Excerpted passage:

We also believe it is important to recognize that virtual learning was hard for many of our students last fall. At Harborside, we are leveraging our strong relationships with our students by connecting specifically with students who struggled to succeed in the spring. Staff are contacting those students to review schedules and expectations, and supporting students with strategies they can use if they start to feel lost in the future. Organized study hall times, skill-building elective classes, after school homework help, and a student mentoring program are just a few of the structures that are being added this fall. At WHEELS, seeing that small-group remote sessions re-engaged students who had struggled, we are planning our blended and remote learning to prioritize small-group instruction and leverage the group work structures that had been a feature of most classes when we were in the building.

Another lesson we’ve learned as crises have piled on this year is that healing often begins with letting students lead and contribute to their communities. In the spring WHEELS English teacher Anthony Voulgarides asked his students to keep a pandemic journal, sharing their experiences and perspectives on what it was like to quarantine at home with infected family members or lose relatives who died from Covid 19. The journal assignment was therapeutic for many students and created an authentic learning experience that brought students together in the face of a common challenge. In the fall, our classes and extracurriculars will provide students more opportunities to contribute meaningfully to discussions of race, justice, and public health.

Dataset entries:
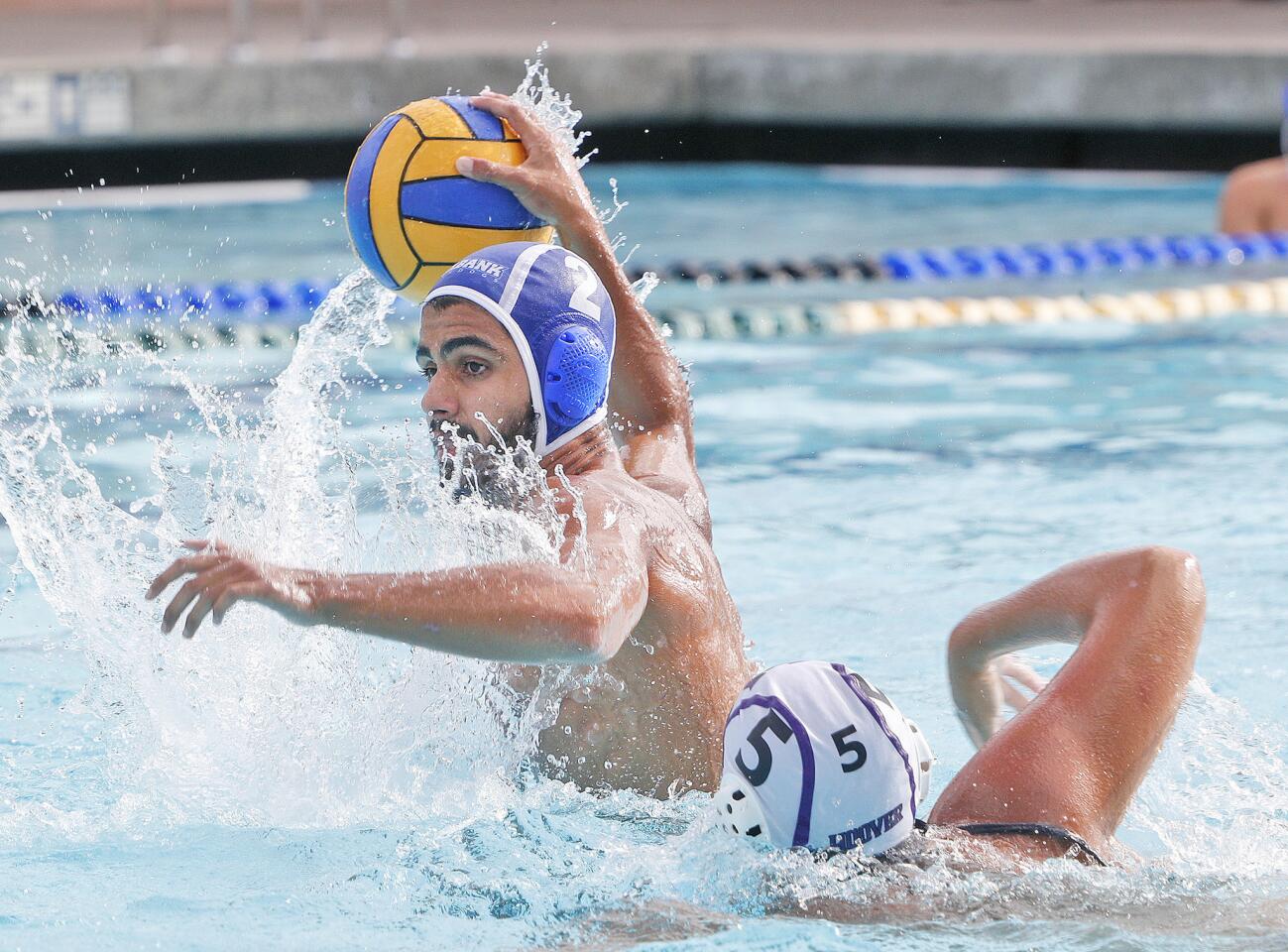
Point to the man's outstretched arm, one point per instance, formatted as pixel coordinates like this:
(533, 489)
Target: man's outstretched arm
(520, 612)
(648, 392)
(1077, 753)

* * *

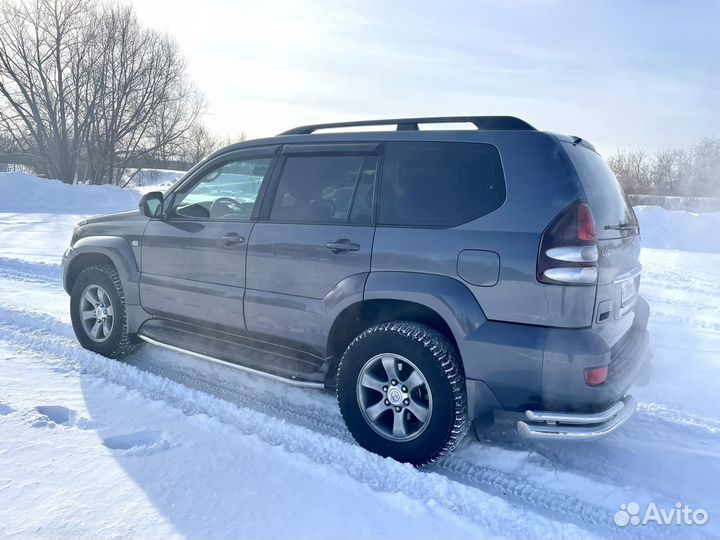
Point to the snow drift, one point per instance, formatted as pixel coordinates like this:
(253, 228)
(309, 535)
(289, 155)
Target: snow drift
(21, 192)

To do:
1. Please duplicate the excerpt about Harborside and WHEELS between "Another lesson we’ve" and "and public health.", inclusive.
2. According to the excerpt about Harborside and WHEELS, what did Anthony Voulgarides ask his students to keep in the spring?
Rely only on the excerpt about Harborside and WHEELS, not on the material.

Outputs by task:
1.
Another lesson we’ve learned as crises have piled on this year is that healing often begins with letting students lead and contribute to their communities. In the spring WHEELS English teacher Anthony Voulgarides asked his students to keep a pandemic journal, sharing their experiences and perspectives on what it was like to quarantine at home with infected family members or lose relatives who died from Covid 19. The journal assignment was therapeutic for many students and created an authentic learning experience that brought students together in the face of a common challenge. In the fall, our classes and extracurriculars will provide students more opportunities to contribute meaningfully to discussions of race, justice, and public health.

2. A pandemic journal.